What do you see as the turning point in your creative development and career so far?
Ada: The global campaign for Nike AirMax DIA gave me faith that my aesthetics can suit the commercial realms on a big scale. Coincidentally, the campaign launched on my 25th birthday & I discovered it on Nike’s window display during a walk in Paris with friends and family. That was the most surreal & intense feeling I’ve had in my creative career.
What do you see as being the biggest challenge when working on your own visuality?
Ada: Making decisions without knowing how they will be perceived by others. But I am actually working on myself to stop worrying so much about that.
Founding the studio in 2018, the story of Panama Papers Office has come a long way. The three members – Ilan Begarin, Pierre Dufresne and Florent Martini – met each other during their studies in Paris and spent five years working together on school projects. “Before that, Florent had already studied digital strategy and advertising, Ilan practiced printing techniques at Maximilien Vox and I was mostly drawing during economic courses at the university”, Pierre tells us about their early beginnings, “During our bachelor in graphic design, we were commissioned for art direction and printing production for the French electronic music label Linear Movement. For 3 Years, we oversaw every aspects of the communication, from design/printing stage of the vinyls to event/logistical management. We arranged a silkscreen workshop in a 20m2 studio and printed each release in 300 hundred copies by ourselves. It has been our first step in the pro-world. And that’s it … it became obvious we had to stick together and give us a shot.”
Soon after their master graduation in Type and Publishing Design, they were evicted from the studio and had to move out. Having to start from scratch, the idea of PPOffice was finally born. Besides their work for publisher “Entercourse of the New Age”, the studio has also contributed to the 7th issue of the Tunica Magazine and has been part of several exhibitions, among them the Graphic Design Biennial Le Signe in Chaumont and the Offprint Tate Modern, London.
After one year of existing as a studio, they still have pretty fluid dynamics and working processes, as Pierre tells us: “Every studio has its own recipe. Creating a studio raises so many questions, next to economic and creative matters. Internally, because of our respective backgrounds and profiles, we are approaching our roles at different scales. Where Florent is a very good studio manager, Ilan is a mess at work. I like working on our social medias, Florent doesn’t feel comfortable. Ilan is the best studio head cook, I couldn’t make you an egg.”
What or who were your early passions and influences?
PP: According to Ilan, Pierre’s early passions are: Cartoons & Cigarettes
According to Pierre, Florent’s early passions are: Video games & Kinder surprise eggs
According to Florent, Ilan’s early passions are: Wildlife documentaries
What did you see as being the biggest challenge when founding a new design studio?
What is your daily process like?
PP: There are so many specific cases. Ultimately, running a design studio looks like : 70% of logistic / 30% of creative works… It includes a lot of emails, appointments, estimations inquiries and negotiations… It doesn’t looks stimulating, but it is, making a business work is just as interesting than creative works to me.

● **THE REQUEST**:
Return the interview text verbatim from "What or who" up to and including "new design studio?". The records have nothing to do with the interview text.

● **SUPPLIED INFORMATION**:
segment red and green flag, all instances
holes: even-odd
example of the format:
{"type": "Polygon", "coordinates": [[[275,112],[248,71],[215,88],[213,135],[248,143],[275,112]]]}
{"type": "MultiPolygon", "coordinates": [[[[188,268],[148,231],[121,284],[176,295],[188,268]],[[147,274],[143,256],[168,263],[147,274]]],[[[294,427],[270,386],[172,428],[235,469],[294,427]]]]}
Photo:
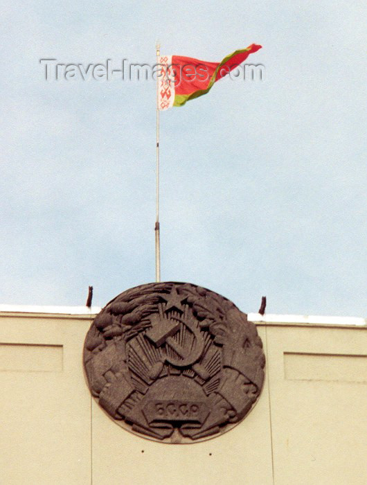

● **RESPONSE TO THE TASK**:
What or who were your early passions and influences?
PP: According to Ilan, Pierre’s early passions are: Cartoons & Cigarettes
According to Pierre, Florent’s early passions are: Video games & Kinder surprise eggs
According to Florent, Ilan’s early passions are: Wildlife documentaries
What did you see as being the biggest challenge when founding a new design studio?